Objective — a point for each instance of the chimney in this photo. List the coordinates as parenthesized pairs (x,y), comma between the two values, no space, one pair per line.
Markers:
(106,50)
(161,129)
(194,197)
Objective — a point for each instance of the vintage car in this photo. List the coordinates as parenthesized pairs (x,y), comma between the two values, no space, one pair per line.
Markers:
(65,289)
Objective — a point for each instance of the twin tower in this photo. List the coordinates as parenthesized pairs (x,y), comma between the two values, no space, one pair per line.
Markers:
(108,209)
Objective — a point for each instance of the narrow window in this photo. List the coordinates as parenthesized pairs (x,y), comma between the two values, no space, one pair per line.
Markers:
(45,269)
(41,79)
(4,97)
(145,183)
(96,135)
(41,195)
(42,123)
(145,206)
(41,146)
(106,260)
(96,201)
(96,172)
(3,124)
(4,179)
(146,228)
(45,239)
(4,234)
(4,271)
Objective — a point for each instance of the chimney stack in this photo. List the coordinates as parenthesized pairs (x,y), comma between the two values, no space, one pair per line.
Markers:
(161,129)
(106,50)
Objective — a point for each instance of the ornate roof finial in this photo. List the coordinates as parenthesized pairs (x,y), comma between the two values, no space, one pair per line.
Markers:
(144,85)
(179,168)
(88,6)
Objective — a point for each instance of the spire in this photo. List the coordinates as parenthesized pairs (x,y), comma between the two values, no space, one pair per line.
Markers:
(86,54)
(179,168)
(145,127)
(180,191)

===

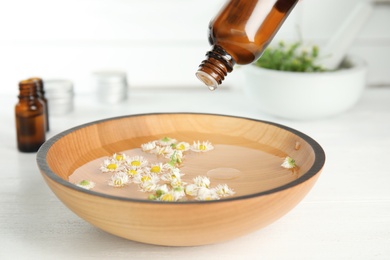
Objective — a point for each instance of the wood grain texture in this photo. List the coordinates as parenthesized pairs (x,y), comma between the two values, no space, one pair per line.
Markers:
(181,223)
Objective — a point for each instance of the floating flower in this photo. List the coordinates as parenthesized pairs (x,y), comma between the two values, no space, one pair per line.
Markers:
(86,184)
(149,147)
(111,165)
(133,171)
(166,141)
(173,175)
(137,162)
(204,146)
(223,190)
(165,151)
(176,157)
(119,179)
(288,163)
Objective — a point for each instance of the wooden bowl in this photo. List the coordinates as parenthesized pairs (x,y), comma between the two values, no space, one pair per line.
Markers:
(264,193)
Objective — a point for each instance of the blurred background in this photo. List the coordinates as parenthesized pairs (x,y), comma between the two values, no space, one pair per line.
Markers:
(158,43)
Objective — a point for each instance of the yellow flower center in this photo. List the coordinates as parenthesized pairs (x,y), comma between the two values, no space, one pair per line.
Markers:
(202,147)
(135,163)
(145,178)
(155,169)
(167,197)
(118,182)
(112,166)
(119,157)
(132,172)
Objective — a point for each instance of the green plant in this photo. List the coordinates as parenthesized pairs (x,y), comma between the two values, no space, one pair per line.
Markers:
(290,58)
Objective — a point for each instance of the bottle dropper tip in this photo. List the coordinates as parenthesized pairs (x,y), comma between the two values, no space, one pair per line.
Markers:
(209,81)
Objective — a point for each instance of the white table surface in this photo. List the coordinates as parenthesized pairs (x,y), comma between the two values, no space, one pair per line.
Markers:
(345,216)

===

# [What this task involves]
Please copy out every line in the items above that contains the string "chimney".

# [The result]
Objective — a point for each instance of the chimney in this photo. List the coordinates as parenthesized pairs (x,y), comma between the two values, no space, one pair per line.
Objective — a point for each instance of the chimney stack in this photo. List the coordinates as parenthesized pairs (x,y), comma between the two values, no space, one pair per line.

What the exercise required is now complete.